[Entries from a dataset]
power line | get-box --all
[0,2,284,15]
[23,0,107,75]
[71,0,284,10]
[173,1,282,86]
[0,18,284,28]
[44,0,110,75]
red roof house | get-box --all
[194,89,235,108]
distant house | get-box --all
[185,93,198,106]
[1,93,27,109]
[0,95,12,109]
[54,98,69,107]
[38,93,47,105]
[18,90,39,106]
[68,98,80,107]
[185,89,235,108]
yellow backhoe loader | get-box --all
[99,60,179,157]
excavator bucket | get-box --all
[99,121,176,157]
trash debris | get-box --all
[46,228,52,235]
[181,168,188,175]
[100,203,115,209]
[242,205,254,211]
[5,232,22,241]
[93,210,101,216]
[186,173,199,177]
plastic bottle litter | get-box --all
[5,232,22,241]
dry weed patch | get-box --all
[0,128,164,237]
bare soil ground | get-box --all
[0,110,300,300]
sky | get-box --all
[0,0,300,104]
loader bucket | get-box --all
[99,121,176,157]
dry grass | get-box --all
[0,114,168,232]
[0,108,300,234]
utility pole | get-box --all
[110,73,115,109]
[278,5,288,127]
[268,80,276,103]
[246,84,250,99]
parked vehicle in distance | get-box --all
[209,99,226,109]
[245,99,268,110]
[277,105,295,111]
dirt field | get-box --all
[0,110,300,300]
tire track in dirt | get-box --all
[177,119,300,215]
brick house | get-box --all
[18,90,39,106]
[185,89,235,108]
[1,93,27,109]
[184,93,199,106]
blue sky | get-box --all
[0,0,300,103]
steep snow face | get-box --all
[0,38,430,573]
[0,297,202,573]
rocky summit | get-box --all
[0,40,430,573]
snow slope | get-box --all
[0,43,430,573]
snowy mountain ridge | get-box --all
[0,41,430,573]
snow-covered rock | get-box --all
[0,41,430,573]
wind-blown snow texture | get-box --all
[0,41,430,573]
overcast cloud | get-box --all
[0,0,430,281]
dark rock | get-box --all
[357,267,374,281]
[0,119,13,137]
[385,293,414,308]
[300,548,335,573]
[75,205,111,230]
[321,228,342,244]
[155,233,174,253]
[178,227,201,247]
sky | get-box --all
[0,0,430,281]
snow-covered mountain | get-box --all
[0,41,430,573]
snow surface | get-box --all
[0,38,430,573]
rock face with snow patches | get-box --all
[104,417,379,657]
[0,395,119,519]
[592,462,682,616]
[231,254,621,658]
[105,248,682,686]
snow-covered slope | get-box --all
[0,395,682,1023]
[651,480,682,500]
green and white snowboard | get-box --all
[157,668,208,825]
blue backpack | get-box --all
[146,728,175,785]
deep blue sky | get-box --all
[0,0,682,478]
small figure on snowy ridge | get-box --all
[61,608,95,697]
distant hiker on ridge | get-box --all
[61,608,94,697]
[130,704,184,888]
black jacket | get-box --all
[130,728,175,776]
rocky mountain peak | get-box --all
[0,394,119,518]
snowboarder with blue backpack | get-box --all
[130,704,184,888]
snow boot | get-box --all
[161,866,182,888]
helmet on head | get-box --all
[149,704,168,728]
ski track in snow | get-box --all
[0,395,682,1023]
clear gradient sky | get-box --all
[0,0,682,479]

(What needs to be done) Retype all of the rows above, leaving every line unchanged.

(Exercise response)
power line | get-box --all
[0,2,284,15]
[23,0,107,75]
[71,0,284,10]
[173,1,282,86]
[0,18,284,28]
[44,0,110,75]
red roof house | get-box --all
[194,89,235,108]
distant house | get-box --all
[185,93,198,106]
[1,93,27,109]
[0,95,12,109]
[54,98,69,107]
[38,93,47,105]
[18,90,39,106]
[68,98,80,107]
[185,89,235,108]
yellow backhoe loader | get-box --all
[99,60,179,157]
excavator bucket | get-box --all
[99,121,176,157]
trash debris | get-box --all
[46,228,52,235]
[181,168,188,175]
[100,203,115,209]
[242,205,254,211]
[5,232,22,241]
[93,210,101,216]
[186,173,199,177]
plastic bottle litter | get-box --all
[5,232,22,241]
dry weed patch | get-box --all
[0,128,164,237]
bare soil ground | get-box --all
[0,110,300,300]
sky | get-box --all
[0,0,300,104]
loader bucket | get-box --all
[99,121,176,157]
dry grass | get-box --all
[0,114,168,232]
[0,108,300,234]
utility pole | get-box --all
[110,73,115,109]
[278,5,288,127]
[268,80,276,103]
[246,84,250,99]
parked vehicle in distance | get-box --all
[209,99,226,109]
[245,99,268,110]
[277,105,295,111]
dirt field | get-box --all
[0,110,300,300]
tire track in dirt | get-box --all
[177,119,300,215]
brick house | get-box --all
[18,90,39,106]
[185,89,235,108]
[1,93,27,109]
[184,93,199,106]
blue sky | get-box --all
[0,0,300,103]
steep snow face | get-box --all
[0,38,430,573]
[0,297,202,573]
rocky summit | get-box --all
[0,40,430,573]
snow slope | get-box --all
[0,43,430,573]
snowy mountain ridge | get-box --all
[0,41,430,573]
snow-covered rock | get-box --all
[0,41,430,573]
wind-blown snow texture | get-box --all
[0,41,430,573]
overcast cloud | get-box --all
[0,0,430,281]
dark rock | get-box --all
[357,267,374,281]
[0,119,13,137]
[385,293,414,308]
[300,548,335,573]
[75,205,111,230]
[321,228,342,244]
[155,233,174,253]
[178,227,201,247]
sky | get-box --all
[0,0,430,281]
snow-covered mountain | get-box --all
[0,41,430,573]
snow surface | get-box --all
[0,38,430,573]
rock face with snow patches | get-box --all
[104,417,379,657]
[0,395,119,519]
[592,462,682,616]
[231,254,621,658]
[105,248,682,686]
snow-covered slope | get-box --all
[0,395,682,1023]
[651,480,682,500]
green and white snowboard | get-box --all
[157,668,208,825]
blue backpack | get-box --all
[146,728,175,785]
deep blue sky | get-box --all
[0,0,682,478]
small figure on snowy ridge | get-box --all
[61,608,95,697]
distant hiker on ridge | get-box --all
[61,608,94,697]
[130,704,184,888]
black jacket | get-box --all
[130,728,175,776]
rocky mountain peak | get-box --all
[0,394,119,518]
snowboarder with blue backpack | get-box --all
[130,704,184,888]
snow boot | get-box --all
[161,866,182,888]
helmet on head | get-box --all
[149,704,168,728]
ski track in snow | get-box --all
[0,395,682,1023]
clear gradient sky | get-box --all
[0,0,682,479]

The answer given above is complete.